WHAT IS BEING ASKED: Return the exact lines spanning from the line with "the 4-h logo" through the last line of the entries, boundaries included, and no others.

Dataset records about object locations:
- - -
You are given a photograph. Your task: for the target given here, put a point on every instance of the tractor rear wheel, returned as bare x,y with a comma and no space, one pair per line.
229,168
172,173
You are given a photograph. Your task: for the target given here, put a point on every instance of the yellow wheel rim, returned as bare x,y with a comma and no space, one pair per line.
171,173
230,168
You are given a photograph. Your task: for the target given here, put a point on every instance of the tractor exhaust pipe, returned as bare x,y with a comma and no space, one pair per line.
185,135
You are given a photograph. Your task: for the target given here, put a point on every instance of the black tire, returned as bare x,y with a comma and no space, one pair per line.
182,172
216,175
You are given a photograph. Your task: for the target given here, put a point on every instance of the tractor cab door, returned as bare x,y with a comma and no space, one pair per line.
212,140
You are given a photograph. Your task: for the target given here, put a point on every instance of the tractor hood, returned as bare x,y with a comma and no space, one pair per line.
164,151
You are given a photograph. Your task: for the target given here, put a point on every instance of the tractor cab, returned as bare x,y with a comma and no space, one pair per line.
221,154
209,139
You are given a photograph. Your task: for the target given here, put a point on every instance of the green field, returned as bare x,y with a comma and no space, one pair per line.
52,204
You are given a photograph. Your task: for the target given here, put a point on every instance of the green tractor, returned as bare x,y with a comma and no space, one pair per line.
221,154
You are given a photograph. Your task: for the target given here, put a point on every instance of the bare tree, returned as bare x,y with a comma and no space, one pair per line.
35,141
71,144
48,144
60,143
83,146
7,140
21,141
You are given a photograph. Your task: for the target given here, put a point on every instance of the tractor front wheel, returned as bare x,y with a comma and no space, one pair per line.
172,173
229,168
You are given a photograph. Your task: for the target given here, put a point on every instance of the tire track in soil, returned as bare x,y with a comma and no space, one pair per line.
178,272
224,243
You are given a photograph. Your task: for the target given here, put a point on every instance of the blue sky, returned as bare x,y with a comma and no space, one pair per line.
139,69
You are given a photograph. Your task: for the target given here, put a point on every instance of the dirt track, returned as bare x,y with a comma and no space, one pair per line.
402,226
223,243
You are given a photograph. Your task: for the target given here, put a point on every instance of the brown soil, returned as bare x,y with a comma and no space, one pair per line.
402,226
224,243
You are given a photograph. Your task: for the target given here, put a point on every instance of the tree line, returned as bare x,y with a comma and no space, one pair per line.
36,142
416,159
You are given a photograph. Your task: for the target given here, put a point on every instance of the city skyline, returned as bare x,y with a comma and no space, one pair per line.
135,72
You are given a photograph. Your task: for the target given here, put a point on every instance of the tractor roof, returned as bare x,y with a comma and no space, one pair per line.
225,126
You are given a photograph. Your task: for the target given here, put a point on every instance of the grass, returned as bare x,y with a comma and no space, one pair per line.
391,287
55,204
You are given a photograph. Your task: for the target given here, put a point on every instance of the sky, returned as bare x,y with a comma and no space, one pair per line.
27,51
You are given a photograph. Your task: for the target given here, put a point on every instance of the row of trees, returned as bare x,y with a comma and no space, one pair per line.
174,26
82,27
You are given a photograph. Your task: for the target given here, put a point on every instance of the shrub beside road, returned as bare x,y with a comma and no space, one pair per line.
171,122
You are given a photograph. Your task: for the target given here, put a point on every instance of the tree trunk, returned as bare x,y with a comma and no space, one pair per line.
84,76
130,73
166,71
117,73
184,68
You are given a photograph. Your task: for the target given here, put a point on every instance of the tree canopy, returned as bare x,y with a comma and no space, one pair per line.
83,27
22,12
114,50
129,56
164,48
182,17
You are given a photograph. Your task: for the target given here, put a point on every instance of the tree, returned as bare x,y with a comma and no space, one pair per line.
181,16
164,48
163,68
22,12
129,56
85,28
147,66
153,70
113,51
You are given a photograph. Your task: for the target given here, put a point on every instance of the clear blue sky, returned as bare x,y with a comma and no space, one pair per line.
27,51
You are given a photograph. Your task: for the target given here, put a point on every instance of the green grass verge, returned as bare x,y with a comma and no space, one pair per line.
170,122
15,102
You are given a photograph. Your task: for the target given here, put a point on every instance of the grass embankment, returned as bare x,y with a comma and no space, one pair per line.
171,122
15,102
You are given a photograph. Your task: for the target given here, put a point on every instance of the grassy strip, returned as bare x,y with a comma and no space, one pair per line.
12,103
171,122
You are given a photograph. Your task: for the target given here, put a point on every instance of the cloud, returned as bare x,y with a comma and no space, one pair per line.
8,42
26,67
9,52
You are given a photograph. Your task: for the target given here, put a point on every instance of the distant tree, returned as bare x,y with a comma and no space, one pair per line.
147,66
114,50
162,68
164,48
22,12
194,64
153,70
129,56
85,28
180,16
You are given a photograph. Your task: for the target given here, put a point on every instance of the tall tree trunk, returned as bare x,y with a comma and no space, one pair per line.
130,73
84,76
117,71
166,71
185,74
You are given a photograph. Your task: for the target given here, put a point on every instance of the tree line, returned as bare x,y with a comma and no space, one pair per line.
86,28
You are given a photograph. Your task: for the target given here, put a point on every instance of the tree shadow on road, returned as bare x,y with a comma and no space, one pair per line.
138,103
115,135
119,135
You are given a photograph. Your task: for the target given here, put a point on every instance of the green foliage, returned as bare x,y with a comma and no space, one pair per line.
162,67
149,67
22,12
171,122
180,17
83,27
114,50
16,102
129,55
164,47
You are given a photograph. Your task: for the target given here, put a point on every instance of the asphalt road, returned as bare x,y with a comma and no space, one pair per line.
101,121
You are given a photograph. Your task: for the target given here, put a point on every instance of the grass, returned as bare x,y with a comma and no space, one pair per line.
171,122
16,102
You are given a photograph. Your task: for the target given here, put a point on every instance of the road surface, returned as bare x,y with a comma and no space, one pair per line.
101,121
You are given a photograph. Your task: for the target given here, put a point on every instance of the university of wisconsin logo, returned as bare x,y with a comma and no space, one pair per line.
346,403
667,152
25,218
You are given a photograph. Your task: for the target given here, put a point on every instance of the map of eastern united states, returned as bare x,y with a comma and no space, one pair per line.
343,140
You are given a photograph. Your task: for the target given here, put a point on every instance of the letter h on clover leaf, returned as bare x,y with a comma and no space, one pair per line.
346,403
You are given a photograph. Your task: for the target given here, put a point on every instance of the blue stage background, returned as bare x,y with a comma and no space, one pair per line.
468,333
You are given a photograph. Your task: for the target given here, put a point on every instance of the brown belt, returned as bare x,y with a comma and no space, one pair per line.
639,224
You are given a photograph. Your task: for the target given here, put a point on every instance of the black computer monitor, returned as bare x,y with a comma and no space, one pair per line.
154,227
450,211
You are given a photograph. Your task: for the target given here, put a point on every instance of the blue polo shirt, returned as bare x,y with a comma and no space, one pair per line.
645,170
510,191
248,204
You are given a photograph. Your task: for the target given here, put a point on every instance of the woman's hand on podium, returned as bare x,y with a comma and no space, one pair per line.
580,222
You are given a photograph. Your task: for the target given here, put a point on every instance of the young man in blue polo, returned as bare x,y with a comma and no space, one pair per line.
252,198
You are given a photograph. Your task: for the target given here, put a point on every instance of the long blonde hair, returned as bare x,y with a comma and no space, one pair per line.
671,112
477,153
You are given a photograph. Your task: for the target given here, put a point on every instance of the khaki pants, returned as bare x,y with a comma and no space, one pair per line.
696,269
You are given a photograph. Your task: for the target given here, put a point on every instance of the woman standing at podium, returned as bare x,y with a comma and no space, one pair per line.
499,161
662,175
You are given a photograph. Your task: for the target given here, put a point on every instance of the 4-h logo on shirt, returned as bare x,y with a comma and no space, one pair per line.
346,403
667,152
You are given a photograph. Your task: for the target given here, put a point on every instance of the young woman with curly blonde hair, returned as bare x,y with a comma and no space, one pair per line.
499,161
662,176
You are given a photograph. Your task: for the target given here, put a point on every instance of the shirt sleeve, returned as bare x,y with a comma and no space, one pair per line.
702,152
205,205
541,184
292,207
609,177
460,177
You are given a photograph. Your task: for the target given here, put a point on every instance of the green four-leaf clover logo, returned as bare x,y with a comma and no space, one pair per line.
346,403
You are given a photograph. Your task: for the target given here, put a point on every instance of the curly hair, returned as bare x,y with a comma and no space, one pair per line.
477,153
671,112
- - -
FULL SOLUTION:
You are given a photograph. Your task: for the target given here, put a point on every instance of the 4-h logo on shirt, returned as bare x,y with a comma and no space, one pair per line.
346,403
667,152
You are given a photograph. Your task: for the target given here, put a point on every instance of the young woman with curly blonde hair, returned as bare x,y with a comma and no space, one pair per line.
499,161
662,176
You are given a photograph. Your task: for the target given here, put a point on every instance of the shirt sleeve, returned as bare x,y with a comma and no space, one pair per line.
702,152
205,205
541,184
292,207
609,177
460,177
You are given a photograph. Your task: for the target given here, put a point on every instance of the green four-leaf clover logo, returned as bare x,y with a comma and no space, one pair per line.
346,403
You are given a photograph. Your task: for the target given here, put a point on every instance of the curly hair, returned as bare x,y with a comma and no space, one pair per line.
477,153
671,112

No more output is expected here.